### Set exercise
Gather every line of the items below that contains the string "wick". Matching is case-sensitive.

(Extracted items)
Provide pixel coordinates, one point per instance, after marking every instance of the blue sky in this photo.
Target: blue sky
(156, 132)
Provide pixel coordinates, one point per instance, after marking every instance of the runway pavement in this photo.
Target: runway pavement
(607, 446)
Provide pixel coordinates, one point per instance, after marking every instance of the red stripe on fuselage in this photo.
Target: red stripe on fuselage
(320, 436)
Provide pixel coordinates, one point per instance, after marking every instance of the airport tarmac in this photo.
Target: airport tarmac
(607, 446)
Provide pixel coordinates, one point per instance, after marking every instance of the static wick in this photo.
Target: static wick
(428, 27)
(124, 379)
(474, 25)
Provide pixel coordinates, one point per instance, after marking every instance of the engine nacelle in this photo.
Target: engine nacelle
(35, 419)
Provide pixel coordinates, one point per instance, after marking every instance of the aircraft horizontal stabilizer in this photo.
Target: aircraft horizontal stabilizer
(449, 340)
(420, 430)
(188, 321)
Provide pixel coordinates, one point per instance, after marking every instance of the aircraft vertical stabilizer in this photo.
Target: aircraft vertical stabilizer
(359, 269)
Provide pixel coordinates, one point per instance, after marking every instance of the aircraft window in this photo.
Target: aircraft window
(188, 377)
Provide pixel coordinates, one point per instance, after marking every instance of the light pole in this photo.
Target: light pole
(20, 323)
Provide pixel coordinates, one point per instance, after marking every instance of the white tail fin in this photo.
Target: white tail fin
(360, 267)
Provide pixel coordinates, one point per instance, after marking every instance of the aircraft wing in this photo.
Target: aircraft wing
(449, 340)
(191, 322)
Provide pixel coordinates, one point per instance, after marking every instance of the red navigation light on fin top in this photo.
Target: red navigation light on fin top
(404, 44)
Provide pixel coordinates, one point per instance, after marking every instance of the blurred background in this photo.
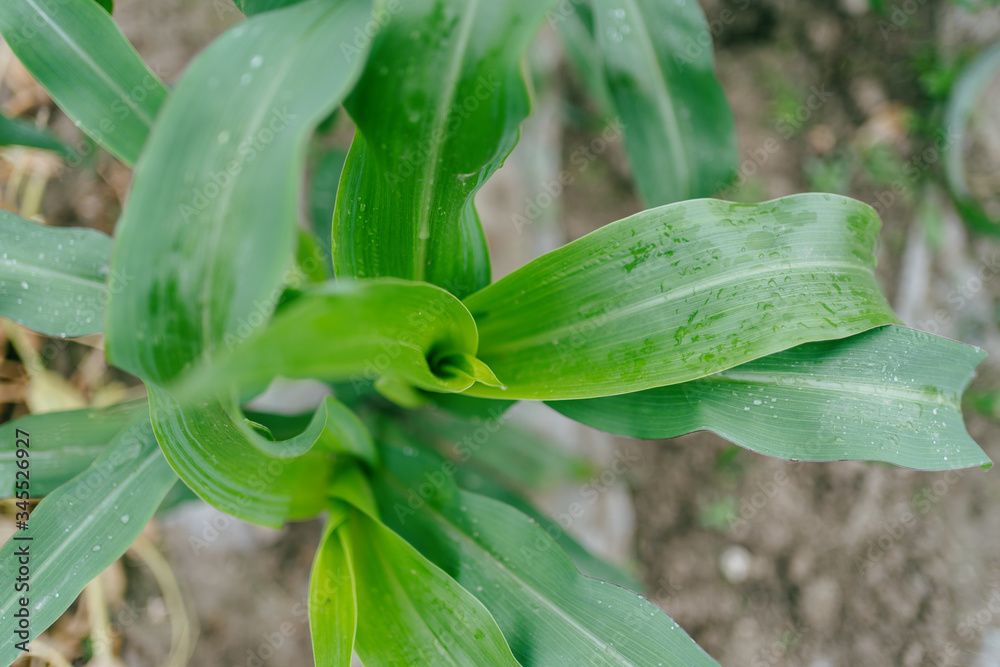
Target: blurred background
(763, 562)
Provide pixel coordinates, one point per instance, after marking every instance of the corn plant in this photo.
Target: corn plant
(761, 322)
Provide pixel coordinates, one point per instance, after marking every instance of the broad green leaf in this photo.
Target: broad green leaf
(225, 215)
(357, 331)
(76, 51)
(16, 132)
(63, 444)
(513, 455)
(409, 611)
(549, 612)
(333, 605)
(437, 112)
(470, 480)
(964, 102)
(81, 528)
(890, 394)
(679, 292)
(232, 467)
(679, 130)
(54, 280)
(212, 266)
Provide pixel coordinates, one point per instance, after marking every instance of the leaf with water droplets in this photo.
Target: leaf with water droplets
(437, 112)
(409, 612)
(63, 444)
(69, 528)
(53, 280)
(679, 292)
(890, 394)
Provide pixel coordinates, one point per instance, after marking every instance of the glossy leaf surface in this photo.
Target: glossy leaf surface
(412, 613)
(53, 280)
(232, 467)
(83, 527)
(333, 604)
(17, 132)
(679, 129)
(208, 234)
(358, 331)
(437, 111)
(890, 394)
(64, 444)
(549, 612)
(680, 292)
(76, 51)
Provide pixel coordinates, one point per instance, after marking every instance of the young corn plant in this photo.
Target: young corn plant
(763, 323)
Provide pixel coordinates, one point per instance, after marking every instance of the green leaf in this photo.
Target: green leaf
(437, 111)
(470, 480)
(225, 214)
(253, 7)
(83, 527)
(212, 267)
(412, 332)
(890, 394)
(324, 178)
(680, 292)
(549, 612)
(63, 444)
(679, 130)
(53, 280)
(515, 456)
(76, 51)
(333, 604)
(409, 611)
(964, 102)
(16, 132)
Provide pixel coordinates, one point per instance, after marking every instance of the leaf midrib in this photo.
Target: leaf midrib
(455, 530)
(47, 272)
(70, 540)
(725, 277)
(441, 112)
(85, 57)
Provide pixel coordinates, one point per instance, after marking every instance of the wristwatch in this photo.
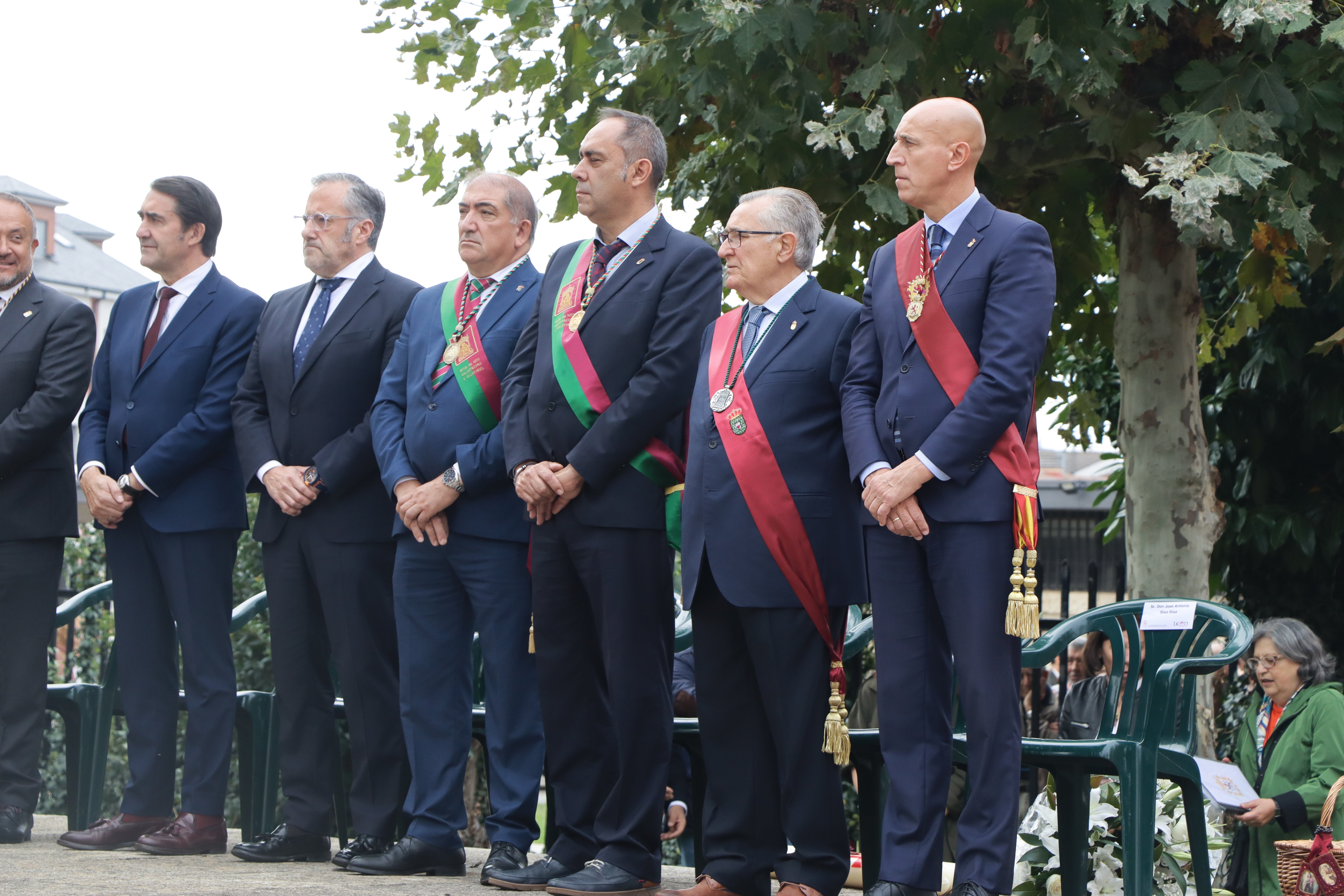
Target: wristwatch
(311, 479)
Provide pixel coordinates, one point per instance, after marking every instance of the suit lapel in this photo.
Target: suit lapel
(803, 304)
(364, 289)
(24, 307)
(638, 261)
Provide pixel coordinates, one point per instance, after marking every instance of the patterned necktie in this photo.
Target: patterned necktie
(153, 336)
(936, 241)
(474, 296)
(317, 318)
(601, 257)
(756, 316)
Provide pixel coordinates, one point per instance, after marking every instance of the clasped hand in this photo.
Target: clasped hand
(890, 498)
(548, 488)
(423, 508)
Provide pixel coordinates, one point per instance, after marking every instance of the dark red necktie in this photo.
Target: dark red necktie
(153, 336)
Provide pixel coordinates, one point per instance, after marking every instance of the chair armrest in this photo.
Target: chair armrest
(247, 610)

---

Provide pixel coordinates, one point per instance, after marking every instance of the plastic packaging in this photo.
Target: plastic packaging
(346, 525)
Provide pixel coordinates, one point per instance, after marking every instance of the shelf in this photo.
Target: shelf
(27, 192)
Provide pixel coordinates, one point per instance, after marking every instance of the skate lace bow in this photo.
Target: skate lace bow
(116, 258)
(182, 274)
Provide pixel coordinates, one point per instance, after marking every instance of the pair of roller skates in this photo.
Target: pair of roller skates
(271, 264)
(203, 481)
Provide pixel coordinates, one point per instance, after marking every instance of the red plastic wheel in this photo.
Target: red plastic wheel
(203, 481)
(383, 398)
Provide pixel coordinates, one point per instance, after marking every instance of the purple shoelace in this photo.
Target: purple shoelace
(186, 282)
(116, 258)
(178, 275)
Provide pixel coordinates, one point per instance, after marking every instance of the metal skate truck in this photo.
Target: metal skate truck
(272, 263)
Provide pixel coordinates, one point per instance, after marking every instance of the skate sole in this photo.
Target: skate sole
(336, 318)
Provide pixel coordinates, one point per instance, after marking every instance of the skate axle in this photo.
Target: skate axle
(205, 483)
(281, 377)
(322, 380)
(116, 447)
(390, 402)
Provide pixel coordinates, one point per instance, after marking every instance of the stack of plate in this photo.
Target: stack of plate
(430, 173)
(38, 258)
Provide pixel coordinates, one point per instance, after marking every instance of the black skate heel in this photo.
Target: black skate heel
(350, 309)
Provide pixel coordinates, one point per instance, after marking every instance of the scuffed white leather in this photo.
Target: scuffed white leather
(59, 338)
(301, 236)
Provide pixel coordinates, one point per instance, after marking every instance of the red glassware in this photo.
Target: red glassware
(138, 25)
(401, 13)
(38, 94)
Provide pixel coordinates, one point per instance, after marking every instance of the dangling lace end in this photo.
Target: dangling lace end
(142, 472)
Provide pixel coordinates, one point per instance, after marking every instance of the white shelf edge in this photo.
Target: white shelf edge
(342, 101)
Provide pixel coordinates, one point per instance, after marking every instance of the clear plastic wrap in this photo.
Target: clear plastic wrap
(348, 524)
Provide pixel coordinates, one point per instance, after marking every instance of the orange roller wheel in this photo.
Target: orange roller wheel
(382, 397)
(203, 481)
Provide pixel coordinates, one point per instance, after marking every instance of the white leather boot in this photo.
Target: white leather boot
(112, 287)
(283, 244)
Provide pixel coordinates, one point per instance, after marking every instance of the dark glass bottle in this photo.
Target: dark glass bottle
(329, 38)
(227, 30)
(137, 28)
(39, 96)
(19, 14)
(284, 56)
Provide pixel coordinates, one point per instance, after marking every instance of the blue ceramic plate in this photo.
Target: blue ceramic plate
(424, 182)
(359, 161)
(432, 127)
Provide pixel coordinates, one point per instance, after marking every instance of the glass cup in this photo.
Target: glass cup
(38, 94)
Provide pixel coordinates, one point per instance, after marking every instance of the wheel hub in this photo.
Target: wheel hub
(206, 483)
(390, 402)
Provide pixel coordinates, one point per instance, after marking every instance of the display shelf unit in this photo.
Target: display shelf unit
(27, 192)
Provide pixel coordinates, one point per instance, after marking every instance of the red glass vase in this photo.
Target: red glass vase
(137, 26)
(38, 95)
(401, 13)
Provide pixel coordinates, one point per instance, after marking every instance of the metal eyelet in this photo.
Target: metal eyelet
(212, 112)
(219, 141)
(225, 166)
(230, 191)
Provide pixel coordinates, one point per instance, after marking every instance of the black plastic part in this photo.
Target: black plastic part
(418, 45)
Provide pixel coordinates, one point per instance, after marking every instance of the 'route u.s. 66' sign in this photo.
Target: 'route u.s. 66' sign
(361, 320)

---

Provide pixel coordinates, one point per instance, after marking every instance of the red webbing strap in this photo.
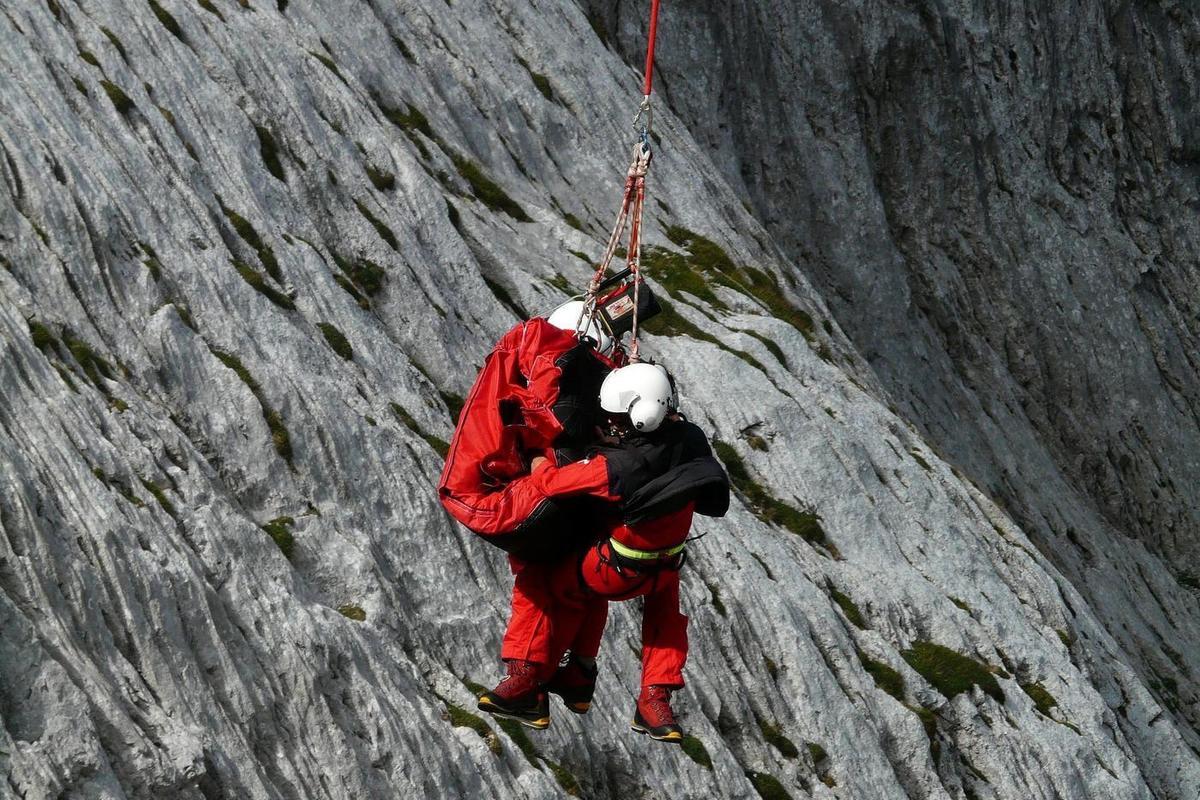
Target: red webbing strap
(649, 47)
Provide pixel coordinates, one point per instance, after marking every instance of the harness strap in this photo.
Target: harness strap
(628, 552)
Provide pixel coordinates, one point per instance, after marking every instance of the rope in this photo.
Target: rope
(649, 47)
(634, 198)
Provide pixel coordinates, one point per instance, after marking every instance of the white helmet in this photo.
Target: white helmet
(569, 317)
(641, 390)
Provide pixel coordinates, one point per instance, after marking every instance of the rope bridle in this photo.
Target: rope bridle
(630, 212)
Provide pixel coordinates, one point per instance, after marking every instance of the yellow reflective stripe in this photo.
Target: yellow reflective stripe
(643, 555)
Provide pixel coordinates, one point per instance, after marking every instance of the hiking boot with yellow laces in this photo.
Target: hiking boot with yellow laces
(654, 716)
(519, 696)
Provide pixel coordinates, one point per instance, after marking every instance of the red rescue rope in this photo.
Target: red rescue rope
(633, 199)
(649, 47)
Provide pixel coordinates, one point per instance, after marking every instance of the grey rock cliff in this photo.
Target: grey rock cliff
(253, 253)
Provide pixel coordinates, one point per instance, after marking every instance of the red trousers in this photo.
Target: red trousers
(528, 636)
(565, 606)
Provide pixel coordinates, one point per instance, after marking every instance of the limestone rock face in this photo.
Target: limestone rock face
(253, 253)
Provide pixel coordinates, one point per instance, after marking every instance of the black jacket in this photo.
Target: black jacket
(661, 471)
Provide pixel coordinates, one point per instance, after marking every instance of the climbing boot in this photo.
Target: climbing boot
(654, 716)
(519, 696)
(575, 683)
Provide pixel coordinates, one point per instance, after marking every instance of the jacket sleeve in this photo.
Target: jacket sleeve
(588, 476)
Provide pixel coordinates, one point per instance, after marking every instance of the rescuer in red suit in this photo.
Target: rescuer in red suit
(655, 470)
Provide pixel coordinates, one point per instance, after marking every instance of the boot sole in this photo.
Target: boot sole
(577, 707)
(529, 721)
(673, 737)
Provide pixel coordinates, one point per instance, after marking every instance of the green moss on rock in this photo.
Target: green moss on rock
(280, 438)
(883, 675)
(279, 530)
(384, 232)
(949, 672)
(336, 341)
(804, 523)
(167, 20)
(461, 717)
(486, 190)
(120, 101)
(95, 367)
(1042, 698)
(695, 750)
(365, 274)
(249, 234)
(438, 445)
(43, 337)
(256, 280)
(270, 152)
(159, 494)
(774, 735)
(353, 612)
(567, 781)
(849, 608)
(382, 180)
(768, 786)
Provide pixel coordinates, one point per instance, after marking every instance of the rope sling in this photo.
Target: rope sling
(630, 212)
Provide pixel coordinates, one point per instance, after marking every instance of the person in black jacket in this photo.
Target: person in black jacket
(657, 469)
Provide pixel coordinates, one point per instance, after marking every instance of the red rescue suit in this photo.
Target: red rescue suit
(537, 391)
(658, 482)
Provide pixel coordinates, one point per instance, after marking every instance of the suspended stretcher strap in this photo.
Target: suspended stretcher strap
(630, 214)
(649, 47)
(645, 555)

### Solution to the exercise
Provide pixel coordinates, one point per instance, after marking every instance of the static wick in this photo.
Target: static wick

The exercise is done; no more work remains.